[Begin Provided information]

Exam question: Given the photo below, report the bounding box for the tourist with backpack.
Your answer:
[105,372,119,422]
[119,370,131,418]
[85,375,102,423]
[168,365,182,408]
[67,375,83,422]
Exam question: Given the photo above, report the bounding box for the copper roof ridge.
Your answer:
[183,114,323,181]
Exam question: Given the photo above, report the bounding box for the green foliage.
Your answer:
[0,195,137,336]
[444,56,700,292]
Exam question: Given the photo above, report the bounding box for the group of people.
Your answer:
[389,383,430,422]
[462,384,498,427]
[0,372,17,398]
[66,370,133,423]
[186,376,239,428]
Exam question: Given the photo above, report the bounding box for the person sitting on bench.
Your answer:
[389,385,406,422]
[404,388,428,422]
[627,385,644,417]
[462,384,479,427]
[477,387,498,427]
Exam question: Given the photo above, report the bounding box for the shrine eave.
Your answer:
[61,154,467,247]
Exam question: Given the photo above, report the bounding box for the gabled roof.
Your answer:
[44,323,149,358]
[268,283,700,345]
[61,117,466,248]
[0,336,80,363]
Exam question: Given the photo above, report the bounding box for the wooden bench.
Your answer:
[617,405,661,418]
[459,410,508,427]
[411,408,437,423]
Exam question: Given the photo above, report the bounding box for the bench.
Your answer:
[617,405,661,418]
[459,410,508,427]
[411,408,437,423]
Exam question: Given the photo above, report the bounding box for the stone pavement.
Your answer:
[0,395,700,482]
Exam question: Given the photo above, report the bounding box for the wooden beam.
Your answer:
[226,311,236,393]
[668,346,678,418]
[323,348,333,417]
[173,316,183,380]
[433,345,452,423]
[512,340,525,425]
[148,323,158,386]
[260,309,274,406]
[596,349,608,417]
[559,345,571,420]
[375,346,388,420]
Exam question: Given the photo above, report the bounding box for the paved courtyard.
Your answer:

[End Provided information]

**Written request**: Rescale the part that opens with the line containing "copper roof ridge." and closes with the line containing "[444,56,700,292]", both ends included, by writing out those lines again, requests included, with every bounding-box coordinate in the answers multiplied by 1.2 and rounded to a whole number, halves rounded up. Give only these lines.

**Response for this exercise**:
Exam question: Given the photo above, report the bounding box for the copper roof ridge.
Your answer:
[220,137,388,217]
Exam question: Given the photo above, report the bounding box for the green foliage.
Your answer:
[0,234,164,403]
[533,67,840,350]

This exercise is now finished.